India: Supply Of Technical Equipment And Rendering Lighting Services For An Event In India Constitutes A Fixed Place PE In India

Last Updated: 31 January 2018
Article by SKP  

Recently, in the case of Production Resource Group1, the Authority for Advance Rulings (AAR) held that the payments received for providing technical equipment and lighting services for commonwealth games in India constitutes a fixed place Permanent Establishment (PE) in India.

The AAR also held that such payments cannot be taxed as royalty or Fees For Technical Services (FTS) under the India-Belgium Tax Treaty (Treaty).

Facts

  • The taxpayer, a Belgian company, is engaged in the business of providing technical equipment and services for events including lighting, sound, video and LED technologies.
  • It entered into a service agreement with the Organising Committee of the Commonwealth Games (OCCG) for furnishing on a turnkey basis, lighting and searchlight services during the opening and closing ceremonies of the Delhi Commonwealth Games (CWG) for a consideration of USD 3.5 million.
  • The employees and equipment of the taxpayer were in India for an aggregate period of 66 days for preparatory services, installation and dismantling of equipment.

Issues involved

  • Whether the aforesaid payments received by the taxpayer for rendering lighting and searchlight services to OCCG would be taxable in India according to the provisions of the Indian Income Tax Act (ITA).
  • If the answer to above is yes, whether the aforesaid payments would be taxable in India as per the provision of the India-Belgium Tax Treaty read along with the Protocol and the India-Portugal Tax Treaty.

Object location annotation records
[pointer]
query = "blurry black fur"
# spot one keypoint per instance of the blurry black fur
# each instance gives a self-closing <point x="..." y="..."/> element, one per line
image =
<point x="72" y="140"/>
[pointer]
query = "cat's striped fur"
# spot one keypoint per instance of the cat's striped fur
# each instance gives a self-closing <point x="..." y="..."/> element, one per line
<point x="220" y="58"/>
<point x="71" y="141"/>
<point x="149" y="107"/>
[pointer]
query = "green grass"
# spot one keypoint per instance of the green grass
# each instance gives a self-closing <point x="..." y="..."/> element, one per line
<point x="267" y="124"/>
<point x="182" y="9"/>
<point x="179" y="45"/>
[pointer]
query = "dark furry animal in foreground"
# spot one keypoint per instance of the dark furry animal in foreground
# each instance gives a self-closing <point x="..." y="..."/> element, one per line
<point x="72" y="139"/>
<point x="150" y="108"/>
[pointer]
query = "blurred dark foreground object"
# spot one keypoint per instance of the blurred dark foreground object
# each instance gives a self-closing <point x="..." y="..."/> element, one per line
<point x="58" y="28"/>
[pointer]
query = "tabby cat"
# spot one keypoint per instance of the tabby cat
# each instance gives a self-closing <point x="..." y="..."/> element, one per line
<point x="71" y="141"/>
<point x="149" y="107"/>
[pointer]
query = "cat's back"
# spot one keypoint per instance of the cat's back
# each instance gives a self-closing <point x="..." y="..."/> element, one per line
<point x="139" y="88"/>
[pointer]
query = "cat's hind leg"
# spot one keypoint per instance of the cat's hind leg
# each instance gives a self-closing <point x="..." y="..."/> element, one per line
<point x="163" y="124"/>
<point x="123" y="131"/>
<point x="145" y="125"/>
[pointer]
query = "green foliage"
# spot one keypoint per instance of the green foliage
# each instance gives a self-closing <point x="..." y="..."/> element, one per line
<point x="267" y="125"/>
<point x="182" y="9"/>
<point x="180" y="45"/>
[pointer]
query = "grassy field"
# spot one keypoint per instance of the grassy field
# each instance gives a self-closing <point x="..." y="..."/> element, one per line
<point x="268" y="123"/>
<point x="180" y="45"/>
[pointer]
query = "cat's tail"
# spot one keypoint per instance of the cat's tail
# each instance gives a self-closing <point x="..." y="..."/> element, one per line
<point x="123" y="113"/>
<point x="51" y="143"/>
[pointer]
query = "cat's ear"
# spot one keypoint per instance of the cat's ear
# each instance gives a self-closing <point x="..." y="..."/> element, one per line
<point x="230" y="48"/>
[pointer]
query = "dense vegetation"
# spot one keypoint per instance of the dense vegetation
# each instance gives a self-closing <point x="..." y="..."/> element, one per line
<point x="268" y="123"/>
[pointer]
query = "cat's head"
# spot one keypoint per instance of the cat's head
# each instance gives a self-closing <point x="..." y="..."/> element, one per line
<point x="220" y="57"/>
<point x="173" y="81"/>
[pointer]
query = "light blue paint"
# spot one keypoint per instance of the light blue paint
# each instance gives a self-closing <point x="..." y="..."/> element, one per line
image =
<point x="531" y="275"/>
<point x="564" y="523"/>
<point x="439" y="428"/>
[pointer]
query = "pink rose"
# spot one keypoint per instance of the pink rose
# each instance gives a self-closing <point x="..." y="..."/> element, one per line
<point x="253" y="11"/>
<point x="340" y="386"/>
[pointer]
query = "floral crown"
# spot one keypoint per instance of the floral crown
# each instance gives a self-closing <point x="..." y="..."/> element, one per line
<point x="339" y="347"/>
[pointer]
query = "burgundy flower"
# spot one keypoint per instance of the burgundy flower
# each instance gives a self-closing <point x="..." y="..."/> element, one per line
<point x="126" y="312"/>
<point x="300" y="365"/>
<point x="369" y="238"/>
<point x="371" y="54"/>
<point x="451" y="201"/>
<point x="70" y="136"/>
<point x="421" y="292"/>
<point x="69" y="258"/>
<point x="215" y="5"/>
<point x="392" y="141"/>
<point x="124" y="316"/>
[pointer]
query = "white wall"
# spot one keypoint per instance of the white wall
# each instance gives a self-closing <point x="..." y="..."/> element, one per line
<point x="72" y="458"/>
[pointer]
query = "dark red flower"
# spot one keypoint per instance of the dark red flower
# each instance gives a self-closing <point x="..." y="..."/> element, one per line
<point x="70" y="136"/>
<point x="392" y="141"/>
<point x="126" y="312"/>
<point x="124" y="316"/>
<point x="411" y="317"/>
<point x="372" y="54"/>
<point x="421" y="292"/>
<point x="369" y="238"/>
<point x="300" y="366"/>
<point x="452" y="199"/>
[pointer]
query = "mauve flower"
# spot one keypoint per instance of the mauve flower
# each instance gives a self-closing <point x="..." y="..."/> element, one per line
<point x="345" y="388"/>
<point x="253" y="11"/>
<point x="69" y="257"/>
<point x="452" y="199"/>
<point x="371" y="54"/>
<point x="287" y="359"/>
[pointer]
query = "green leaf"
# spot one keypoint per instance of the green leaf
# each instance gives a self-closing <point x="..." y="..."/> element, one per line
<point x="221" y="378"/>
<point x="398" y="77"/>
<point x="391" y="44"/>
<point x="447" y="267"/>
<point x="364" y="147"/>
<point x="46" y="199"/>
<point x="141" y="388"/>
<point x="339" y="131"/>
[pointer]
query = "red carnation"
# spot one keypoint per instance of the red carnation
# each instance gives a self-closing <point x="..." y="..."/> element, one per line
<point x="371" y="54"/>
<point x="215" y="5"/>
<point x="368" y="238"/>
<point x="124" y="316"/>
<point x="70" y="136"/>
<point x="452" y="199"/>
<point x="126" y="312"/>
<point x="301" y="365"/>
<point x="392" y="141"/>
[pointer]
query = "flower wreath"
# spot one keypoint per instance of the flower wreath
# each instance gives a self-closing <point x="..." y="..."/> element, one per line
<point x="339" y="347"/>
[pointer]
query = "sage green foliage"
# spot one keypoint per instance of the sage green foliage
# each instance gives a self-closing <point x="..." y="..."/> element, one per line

*Task set:*
a) Rewrite the passage of the tax ruling article starting at "Last Updated: 31" and ending at "and LED technologies.", substituting "Authority" for "AAR" each time it appears.
b) Answer these questions from the tax ruling article:
(i) How many days in total were the taxpayer's employees and equipment in India?
(ii) What was the consideration under the service agreement with the OCCG?
(iii) Under which treaty did the AAR hold that the payments cannot be taxed as royalty or FTS?
c) Take the tax ruling article further, continuing from the second issue involved.

*Exercise responses:*
a)
Last Updated: 31 January 2018
Article by SKP  

Recently, in the case of Production Resource Group1, the Authority for Advance Rulings (Authority) held that the payments received for providing technical equipment and lighting services for commonwealth games in India constitutes a fixed place Permanent Establishment (PE) in India.

The Authority also held that such payments cannot be taxed as royalty or Fees For Technical Services (FTS) under the India-Belgium Tax Treaty (Treaty).

Facts

  • The taxpayer, a Belgian company, is engaged in the business of providing technical equipment and services for events including lighting, sound, video and LED technologies.

b)
(i) 66 days
(ii) USD 3.5 million
(iii) The India-Belgium Tax Treaty

c)
Taxpayer's contentions

  • The services provided by the taxpayer undertaken on a turnkey basis does not fall within the purview of the expression "rendering of any managerial, technical or consultancy services'' appearing in Section 9(1)(vii) of the ITA as it indicates the service recipient's desire for a continued provision of the services and not merely an end result.
  • Furthermore, the services are standard services and not technical services as it involves providing only routine and mechanical processes. The taxpayer relied on Madras High Court's decision in the case of Skycell Communication Ltd2, wherein it was held that standard cellular services provided to the public at large would not be considered as technical services.
  • Protocol to Article 12 of the India-Belgium Tax Treaty read together with the India-Portuguese Tax Treaty provides that mere rendition of technical, consultancy or managerial services is not enough to attract this Article as it necessitates the taxpayer to transmit the technical knowledge in such a fashion that OCCG would be able to utilise them in the future, independent of the taxpayer.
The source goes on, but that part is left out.